Robert Middleby (born 9 August 1975) is an Australian former football player who as a right-back or right midfielder. He was the CEO of the Newcastle Jets FC until 2015. He played for Sydney FC after earlier stints at Newcastle United Jets, Wollongong Wolves (twice), Carlton, Football Kingz and the Newcastle Breakers. He won the 2001 NSL title with the Wolves and the 2006 A-League title with Sydney FC and also spent time overseas with German outfit KFC Uerdingen 05.

Career

Sydney FC
Middleby was born in Newcastle, New South Wales, Australia. He saw little game time under coach Pierre Littbarski in his first season at the club, playing only 212 minutes in 16 appearances despite scoring in Sydney FC's 3–1 victory against New Zealand Knights early in the campaign. He gained favour, though, under Littbarski's replacement Terry Butcher and was a regular starter in the 2006–07 season. Despite missing part of the season with a broken collarbone after a controversial off-the-ball incident involving Melbourne Victory FC defender Adrian Leijer, Middleby was voted Sydney FC Players' Player of the Year for the season.

Middleby accidentally broke David Beckham's rib, when Sydney FC played the Los Angeles Galaxy at ANZ Stadium in November 2007. Middleby also scored in this match.

North Queensland Fury
In November 2008, Middleby signed a contract with North Queensland Fury. He has been used in his more preferred role of right back, as well as being used in central midfield under coach Ian Ferguson. On 11 February 2010, he announced his retirement from professional football at the end of the 2009–10 season Middleby played his last game against Gold Coast United FC, which North Queensland won 2–1.

• _GIVEN RECORDS_:
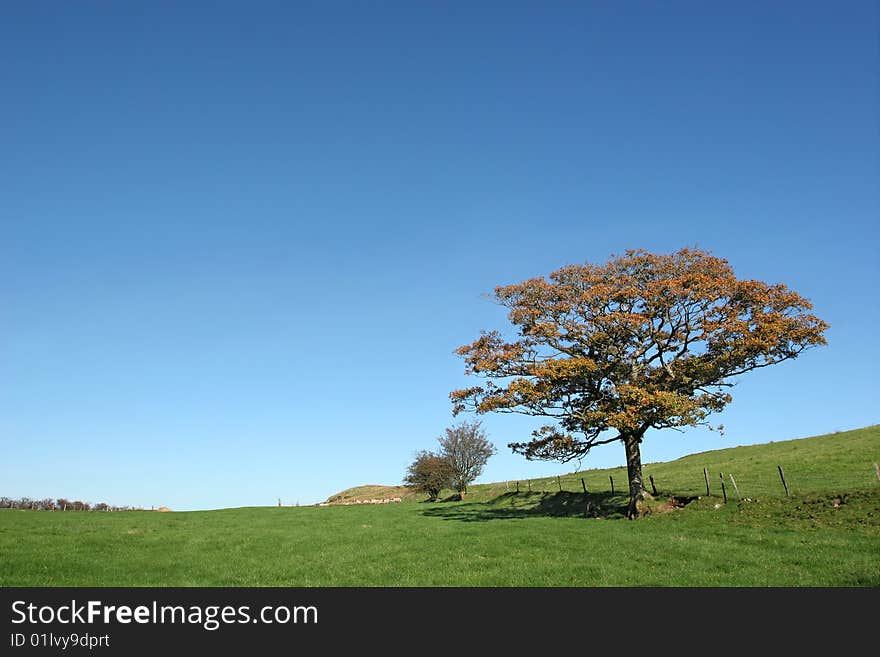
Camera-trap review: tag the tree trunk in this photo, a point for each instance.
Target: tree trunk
(637, 491)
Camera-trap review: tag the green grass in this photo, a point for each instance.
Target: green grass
(827, 534)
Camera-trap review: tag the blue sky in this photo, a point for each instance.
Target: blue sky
(239, 242)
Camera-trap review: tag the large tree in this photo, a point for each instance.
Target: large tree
(643, 341)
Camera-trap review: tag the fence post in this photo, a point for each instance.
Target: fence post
(784, 483)
(735, 487)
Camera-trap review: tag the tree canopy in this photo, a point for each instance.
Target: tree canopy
(467, 448)
(429, 473)
(642, 341)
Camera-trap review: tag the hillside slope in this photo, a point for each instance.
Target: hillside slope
(819, 464)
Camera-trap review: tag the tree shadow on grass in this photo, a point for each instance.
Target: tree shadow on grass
(530, 505)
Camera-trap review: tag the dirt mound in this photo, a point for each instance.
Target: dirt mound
(372, 494)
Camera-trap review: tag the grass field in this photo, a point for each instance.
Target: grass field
(826, 534)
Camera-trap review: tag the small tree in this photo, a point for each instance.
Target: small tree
(429, 473)
(467, 449)
(642, 342)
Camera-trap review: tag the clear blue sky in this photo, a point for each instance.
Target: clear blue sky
(239, 242)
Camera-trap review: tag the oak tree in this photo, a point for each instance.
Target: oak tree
(643, 341)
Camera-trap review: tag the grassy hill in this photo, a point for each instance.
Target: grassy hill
(826, 534)
(822, 464)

• _OBJECTIVES_:
[1] In the Robert Middleby passage, which team did North Queensland play in his last game?
[2] Recast everything in the listing from the line containing "Camera-trap review: tag the grassy" down to the end of the listing as a numbered list, leaving out any blank lines.

• _PER-TASK OUTPUTS_:
[1] Gold Coast United FC

[2]
1. Camera-trap review: tag the grassy hill in this photo, a point for each instance.
2. Target: grassy hill
3. (826, 534)
4. (822, 464)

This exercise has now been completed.